* **WHAT YOU NEED TO DO**
Return every record below exactly as written.

* **RECORDS FOR THE EXERCISE**
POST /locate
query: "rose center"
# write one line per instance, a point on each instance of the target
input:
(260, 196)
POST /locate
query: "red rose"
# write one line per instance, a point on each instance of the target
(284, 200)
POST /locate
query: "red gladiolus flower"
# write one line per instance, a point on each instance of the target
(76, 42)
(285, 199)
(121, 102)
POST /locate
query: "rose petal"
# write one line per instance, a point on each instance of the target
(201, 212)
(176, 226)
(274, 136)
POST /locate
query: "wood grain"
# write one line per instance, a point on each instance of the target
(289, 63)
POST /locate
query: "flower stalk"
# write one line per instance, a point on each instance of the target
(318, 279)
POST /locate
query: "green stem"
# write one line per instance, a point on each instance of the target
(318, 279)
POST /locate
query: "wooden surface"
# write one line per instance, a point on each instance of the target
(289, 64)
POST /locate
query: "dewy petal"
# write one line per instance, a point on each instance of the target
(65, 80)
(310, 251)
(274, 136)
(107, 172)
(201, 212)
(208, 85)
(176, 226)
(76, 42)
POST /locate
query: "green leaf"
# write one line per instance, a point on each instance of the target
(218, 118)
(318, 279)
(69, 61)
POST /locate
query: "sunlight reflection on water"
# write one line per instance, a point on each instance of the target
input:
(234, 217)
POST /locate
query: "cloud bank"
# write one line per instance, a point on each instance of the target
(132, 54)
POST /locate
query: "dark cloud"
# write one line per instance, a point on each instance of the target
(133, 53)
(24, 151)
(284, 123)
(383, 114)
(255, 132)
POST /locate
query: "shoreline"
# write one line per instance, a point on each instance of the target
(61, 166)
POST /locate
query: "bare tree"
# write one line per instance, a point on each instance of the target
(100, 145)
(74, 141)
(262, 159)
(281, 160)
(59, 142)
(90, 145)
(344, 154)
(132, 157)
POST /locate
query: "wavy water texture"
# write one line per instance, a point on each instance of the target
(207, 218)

* **RESULT OF THE EXERCISE**
POST /locate
query: "rose center"
# write one line per instance, a point on each instance of the target
input:
(260, 196)
POST /locate
query: "red rose"
# write one line per instance, a point on each instance of the target
(284, 200)
POST /locate
query: "red gladiolus flower"
# write one line per instance, a point on each instance of the target
(76, 42)
(285, 199)
(121, 102)
POST /locate
query: "rose petal"
# write one line per instance, a point on each instance of the target
(201, 212)
(176, 226)
(274, 136)
POST /locate
query: "wood grain"
# write one line per instance, a point on each instance of the target
(289, 63)
POST /locate
query: "flower stalk"
# write one line per instance, a point on each instance of the target
(318, 279)
POST /locate
query: "green stem"
# write one line per instance, a point on each instance of the target
(318, 279)
POST /locate
query: "wooden surface"
# write one line per instance, a point on each instance of the target
(289, 64)
POST /locate
query: "dewy petal"
# write one line per instance, a point on each instance of the target
(65, 80)
(310, 251)
(274, 136)
(107, 172)
(201, 212)
(208, 85)
(176, 226)
(76, 42)
POST /locate
query: "green leaf"
# write one line per instance, a point on each instance of the target
(218, 118)
(318, 279)
(69, 61)
POST /locate
query: "sunlight reflection on water"
# write one line per instance, a point on each instance of the target
input:
(234, 217)
POST /locate
query: "cloud bank"
# write one line per instance, a point on each instance of the target
(132, 54)
POST /locate
query: "dark cloud"
# write one line per instance, a point on each instance of the target
(133, 53)
(24, 151)
(284, 123)
(383, 114)
(255, 132)
POST /locate
query: "shoreline"
# write one line per instance, a point on each instance of the target
(61, 166)
POST /locate
query: "bare tree"
# write one line per instance, a point on each instance of the target
(100, 145)
(74, 141)
(262, 159)
(281, 160)
(59, 142)
(90, 145)
(344, 154)
(132, 157)
POST /locate
query: "wavy water texture"
# write one line per instance, a point on each instance of the target
(207, 218)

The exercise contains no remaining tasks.